* **EXERCISE**:
For each line below, print it again exactly as shown.

Dataset records
--

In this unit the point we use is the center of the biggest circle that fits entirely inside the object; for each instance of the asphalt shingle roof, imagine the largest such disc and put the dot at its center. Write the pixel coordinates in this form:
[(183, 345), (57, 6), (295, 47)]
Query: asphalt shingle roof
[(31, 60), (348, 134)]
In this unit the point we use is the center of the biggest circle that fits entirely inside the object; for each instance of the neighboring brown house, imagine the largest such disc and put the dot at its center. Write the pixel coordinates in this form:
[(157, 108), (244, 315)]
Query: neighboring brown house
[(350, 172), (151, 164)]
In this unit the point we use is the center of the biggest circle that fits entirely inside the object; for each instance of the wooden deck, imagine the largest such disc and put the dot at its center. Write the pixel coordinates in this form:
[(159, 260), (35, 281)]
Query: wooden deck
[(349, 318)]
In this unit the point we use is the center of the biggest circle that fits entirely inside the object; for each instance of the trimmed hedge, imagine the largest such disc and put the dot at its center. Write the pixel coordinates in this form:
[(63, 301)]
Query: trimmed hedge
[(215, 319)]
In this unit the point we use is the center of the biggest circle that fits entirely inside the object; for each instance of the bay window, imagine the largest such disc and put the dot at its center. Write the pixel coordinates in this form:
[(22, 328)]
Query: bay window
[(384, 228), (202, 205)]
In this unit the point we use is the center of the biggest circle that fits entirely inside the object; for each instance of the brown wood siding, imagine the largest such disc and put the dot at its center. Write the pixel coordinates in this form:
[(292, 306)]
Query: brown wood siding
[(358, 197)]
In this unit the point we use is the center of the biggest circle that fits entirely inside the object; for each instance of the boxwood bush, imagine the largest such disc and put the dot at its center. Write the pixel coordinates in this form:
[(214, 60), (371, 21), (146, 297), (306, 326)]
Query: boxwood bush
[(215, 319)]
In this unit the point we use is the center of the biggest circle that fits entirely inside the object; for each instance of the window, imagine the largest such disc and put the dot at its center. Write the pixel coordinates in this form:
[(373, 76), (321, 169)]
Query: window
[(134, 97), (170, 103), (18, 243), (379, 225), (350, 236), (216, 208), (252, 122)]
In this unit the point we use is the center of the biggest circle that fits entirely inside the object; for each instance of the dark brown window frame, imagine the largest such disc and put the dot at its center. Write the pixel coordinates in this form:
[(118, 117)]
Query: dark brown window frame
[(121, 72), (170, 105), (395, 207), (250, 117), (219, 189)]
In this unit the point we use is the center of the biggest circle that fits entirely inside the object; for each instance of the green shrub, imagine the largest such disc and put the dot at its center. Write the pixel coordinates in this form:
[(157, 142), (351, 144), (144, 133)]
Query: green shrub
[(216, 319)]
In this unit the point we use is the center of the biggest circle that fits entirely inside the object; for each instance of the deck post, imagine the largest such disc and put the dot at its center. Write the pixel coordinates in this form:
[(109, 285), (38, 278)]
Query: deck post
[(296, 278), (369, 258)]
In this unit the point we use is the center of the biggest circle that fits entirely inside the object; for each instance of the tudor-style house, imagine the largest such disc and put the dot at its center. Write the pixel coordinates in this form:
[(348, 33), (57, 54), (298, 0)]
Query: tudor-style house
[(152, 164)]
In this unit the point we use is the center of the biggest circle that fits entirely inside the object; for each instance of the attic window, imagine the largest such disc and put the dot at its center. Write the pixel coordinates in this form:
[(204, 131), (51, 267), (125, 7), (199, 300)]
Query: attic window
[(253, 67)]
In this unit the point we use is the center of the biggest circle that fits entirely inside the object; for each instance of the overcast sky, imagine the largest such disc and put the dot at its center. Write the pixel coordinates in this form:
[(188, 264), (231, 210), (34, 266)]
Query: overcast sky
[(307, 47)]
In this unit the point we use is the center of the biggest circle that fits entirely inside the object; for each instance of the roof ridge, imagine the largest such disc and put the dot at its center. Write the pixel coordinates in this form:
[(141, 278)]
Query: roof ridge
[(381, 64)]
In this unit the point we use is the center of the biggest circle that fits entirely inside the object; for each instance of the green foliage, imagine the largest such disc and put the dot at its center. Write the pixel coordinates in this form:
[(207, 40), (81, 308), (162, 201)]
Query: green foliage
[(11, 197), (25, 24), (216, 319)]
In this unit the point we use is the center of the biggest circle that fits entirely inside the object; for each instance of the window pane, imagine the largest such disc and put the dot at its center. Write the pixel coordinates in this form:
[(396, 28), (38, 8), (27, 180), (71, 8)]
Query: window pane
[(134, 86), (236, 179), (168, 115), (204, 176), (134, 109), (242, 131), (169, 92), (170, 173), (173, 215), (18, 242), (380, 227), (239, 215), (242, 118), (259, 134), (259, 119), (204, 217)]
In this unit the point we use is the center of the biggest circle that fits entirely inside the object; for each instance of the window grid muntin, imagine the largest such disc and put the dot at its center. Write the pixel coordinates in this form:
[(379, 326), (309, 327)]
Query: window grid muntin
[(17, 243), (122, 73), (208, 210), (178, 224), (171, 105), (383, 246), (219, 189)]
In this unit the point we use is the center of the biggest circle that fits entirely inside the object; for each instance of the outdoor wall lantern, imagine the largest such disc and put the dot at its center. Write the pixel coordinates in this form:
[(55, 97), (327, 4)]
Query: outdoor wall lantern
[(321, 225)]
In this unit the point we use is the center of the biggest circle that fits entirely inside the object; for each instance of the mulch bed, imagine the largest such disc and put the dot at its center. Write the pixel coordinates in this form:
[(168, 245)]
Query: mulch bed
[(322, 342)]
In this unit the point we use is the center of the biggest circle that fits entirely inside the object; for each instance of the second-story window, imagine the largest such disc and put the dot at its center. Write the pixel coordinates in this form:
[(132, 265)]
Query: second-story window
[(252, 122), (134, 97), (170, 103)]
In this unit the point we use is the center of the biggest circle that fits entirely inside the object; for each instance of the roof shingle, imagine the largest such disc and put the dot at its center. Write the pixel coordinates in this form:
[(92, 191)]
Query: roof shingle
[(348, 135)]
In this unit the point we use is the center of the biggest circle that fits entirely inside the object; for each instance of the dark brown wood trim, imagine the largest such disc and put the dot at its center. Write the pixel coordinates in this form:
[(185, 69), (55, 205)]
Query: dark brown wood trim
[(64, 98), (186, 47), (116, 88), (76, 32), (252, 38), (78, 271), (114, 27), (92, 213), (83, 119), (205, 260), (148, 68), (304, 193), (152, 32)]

--

* **RESULT OF THE EXERCISE**:
In this unit the point we use is the center of the biggest circle that fits entirely inside the object; for each instance of the asphalt shingle roof, imagine the largest such disc and put the dot at its center. Write the pixel coordinates in this form:
[(183, 345), (57, 6), (295, 47)]
Query: asphalt shingle roof
[(31, 60), (348, 134)]
In this unit the point we use is the center of the biggest circle that fits entirely inside the object; for each instance of the neighboring brown house, imagine the largest such disc and put the dot at its center. Write the pixel coordinates in this form:
[(157, 108), (244, 315)]
Query: neighboring brown house
[(350, 172), (151, 164)]
In this unit the point we use is the center of the biggest circle that fits entirely inside the object; for each instance of the wooden deck, imagine the largest such disc and put the dot at its center. Write the pixel coordinates in this form:
[(159, 260), (35, 281)]
Query: wooden deck
[(349, 318)]
In this unit the point we use is the center of the biggest circle that fits entirely inside the object; for each instance of the trimmed hedge, imagine the largest such disc and put the dot at its center. Write the pixel coordinates in this form:
[(63, 301)]
Query: trimmed hedge
[(215, 319)]
In this unit the point we use is the center of the biggest circle that fits entirely inside the object; for each instance of the bay window, imagine the largest such disc and put the dot at its center. Write the pixel coordinates in this form:
[(22, 328)]
Query: bay window
[(384, 228), (202, 205)]
In this unit the point we use is the center of the biggest circle that fits entirely inside the object; for each instance of the brown wood siding, imagine the largest such disc and put the dot at its center. Write the pixel coordinates in this form:
[(292, 306)]
Query: brown wood siding
[(358, 197)]
In this unit the point we use is the center of the biggest circle that fits entirely inside the object; for each instance of the boxwood bush, imagine the largest such disc and put the dot at its center. Write the pixel coordinates in this form:
[(214, 60), (371, 21), (146, 297), (306, 326)]
Query: boxwood bush
[(215, 319)]
In this unit the point we use is the center of the biggest circle that fits entirely inside the object; for each instance of the window, imagine the largest such disc and put the dot at its center. Write the pixel coordinates in this form:
[(373, 76), (321, 169)]
Query: window
[(134, 97), (170, 103), (18, 243), (379, 225), (350, 236), (216, 208), (252, 122)]
In this unit the point we use is the center of the biggest circle that fits entirely inside the object; for each instance of the dark brown window frame, imagine the largest such disc and put the dot at its center. Write the pixel coordinates in this form:
[(118, 117)]
Query: dark brown window frame
[(121, 72), (170, 105), (395, 207), (250, 117), (219, 189)]
In this unit the point we use is the center of the biggest circle that fits entirely inside the object; for each instance of the green shrub, imagine the largest such disc and put the dot at its center. Write the pixel coordinates in this form:
[(157, 142), (351, 144), (144, 133)]
Query: green shrub
[(216, 319)]
In this unit the point we use is the center of the biggest circle that fits entirely inside the object; for each instance of the deck post, imagine the largest such disc and put the dot at its center. Write the pixel coordinates in this form:
[(109, 285), (38, 278)]
Query: deck post
[(296, 278), (369, 258)]
In this unit the point we use is the center of the biggest circle that fits entirely inside the object; for each instance of the tudor-style house, imagine the largest such disc and put the dot at its center. Write the pixel coordinates in this form:
[(348, 33), (57, 54), (298, 0)]
Query: tudor-style house
[(152, 164)]
In this unit the point we use is the center of the biggest circle that fits entirely inside the object; for each instance of the attic window, imagine the largest such disc and put the dot at its center. Write the pixel coordinates in this form:
[(204, 131), (51, 267), (125, 7), (199, 300)]
Query: attic window
[(253, 67)]
In this unit the point we use is the center of the biggest circle that fits entirely inside the object; for each instance of the overcast sky, imagine the largest such disc and put the dot at its center. Write the pixel coordinates in this form:
[(188, 264), (231, 210), (34, 266)]
Query: overcast sky
[(307, 47)]
In this unit the point we use is the center of the biggest circle that fits entirely inside the object; for each instance of the roof ridge, imagine the largest such disc and put the dot at its center. Write the pixel coordinates in this form:
[(141, 278)]
Query: roof ridge
[(381, 64)]
In this unit the point we use is the center of the biggest circle that fits entirely inside the object; for each instance of the green foliage, imagine the largest such disc and put the dot at its center. Write the pixel coordinates in this form:
[(207, 40), (81, 308), (162, 201)]
Query: green foliage
[(11, 197), (25, 24), (216, 319)]
In this unit the point we use is the center of the biggest circle that fits entirely inside the object; for each instance of the window pane, imagine the largest such disc and put the dot at its center. Write the pixel coordinates in this form:
[(396, 28), (38, 8), (27, 180), (71, 8)]
Query: window pane
[(134, 86), (236, 179), (168, 115), (204, 176), (134, 109), (242, 131), (169, 92), (170, 173), (173, 215), (18, 242), (380, 227), (239, 215), (242, 118), (259, 134), (259, 119), (204, 217)]
In this unit the point we use is the center of the biggest circle that fits entirely inside the object; for each instance of the window grid muntin, imagine the largest such disc and put the dot at its center. Write the pixel coordinates in this form:
[(379, 326), (309, 327)]
Query: window grid muntin
[(17, 243), (122, 73), (208, 210), (178, 224), (171, 105), (383, 246), (219, 189)]
In this unit the point we use is the center of the biggest circle that fits entirely inside the object; for each instance of the outdoor wall lantern, imagine the largest such disc and put the dot at its center. Write the pixel coordinates in this form:
[(55, 97), (327, 4)]
Query: outdoor wall lantern
[(321, 225)]
In this unit the point we use is the center of the biggest circle that fits entirely inside the object; for each instance of the mulch bed, imagine the largest such disc and put the dot at its center. Write the pixel coordinates in this form:
[(168, 245)]
Query: mulch bed
[(322, 342)]
In this unit the point we use is the center of the biggest circle that fits entirely inside the object; for each instance of the second-story window, imagine the largest such disc and put the dot at its center. Write the pixel coordinates in this form:
[(132, 265)]
Query: second-story window
[(252, 122), (134, 97), (170, 103)]
In this unit the point we use is the center of the biggest circle that fits entirely inside the object; for each instance of the roof shingle, imagine the largest such disc and put the dot at its center. Write the pixel coordinates in this form:
[(92, 191)]
Query: roof shingle
[(348, 135)]
In this unit the point we use is the center of the biggest circle that fits entirely inside the object; for each instance of the dark brown wood trim, imagine the largest such disc and put the dot at its center. Write the pixel coordinates in this form:
[(185, 69), (55, 205)]
Query: dark brown wood trim
[(64, 98), (186, 47), (116, 88), (76, 32), (252, 38), (78, 271), (114, 27), (92, 213), (83, 119), (205, 260), (148, 68), (304, 193), (152, 32)]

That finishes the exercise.